Problem statement.
Only a number is expected: the count of lines in the listing where "lanyard" occurs.

====

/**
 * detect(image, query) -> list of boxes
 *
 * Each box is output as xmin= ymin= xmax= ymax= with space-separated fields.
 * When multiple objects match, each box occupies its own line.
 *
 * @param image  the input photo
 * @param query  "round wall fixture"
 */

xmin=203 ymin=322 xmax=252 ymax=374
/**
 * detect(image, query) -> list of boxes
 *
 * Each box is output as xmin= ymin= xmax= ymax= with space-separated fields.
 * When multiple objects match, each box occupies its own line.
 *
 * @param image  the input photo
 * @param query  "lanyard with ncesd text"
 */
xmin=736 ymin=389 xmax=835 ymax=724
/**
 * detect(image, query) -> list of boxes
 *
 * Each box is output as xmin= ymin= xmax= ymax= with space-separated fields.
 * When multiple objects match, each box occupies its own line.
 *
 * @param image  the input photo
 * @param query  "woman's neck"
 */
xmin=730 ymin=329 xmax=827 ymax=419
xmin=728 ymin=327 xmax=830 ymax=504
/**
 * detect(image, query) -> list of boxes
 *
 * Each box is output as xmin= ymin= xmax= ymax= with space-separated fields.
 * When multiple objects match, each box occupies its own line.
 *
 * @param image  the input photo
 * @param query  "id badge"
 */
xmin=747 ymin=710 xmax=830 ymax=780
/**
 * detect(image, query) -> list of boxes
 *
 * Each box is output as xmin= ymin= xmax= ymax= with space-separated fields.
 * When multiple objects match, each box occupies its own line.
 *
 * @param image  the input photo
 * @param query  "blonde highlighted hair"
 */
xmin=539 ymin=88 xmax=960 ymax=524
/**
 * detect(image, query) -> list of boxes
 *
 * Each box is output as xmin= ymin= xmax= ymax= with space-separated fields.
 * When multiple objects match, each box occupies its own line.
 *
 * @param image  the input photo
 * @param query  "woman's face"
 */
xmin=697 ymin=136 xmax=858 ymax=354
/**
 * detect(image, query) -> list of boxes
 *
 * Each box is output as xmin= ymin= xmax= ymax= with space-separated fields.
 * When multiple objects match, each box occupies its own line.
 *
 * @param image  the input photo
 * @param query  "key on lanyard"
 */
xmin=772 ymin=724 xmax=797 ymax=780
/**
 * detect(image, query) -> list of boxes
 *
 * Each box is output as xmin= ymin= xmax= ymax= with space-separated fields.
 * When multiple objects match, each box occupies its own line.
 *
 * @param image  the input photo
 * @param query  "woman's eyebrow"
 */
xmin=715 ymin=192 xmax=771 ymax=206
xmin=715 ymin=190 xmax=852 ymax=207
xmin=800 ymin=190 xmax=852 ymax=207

====

Response area.
2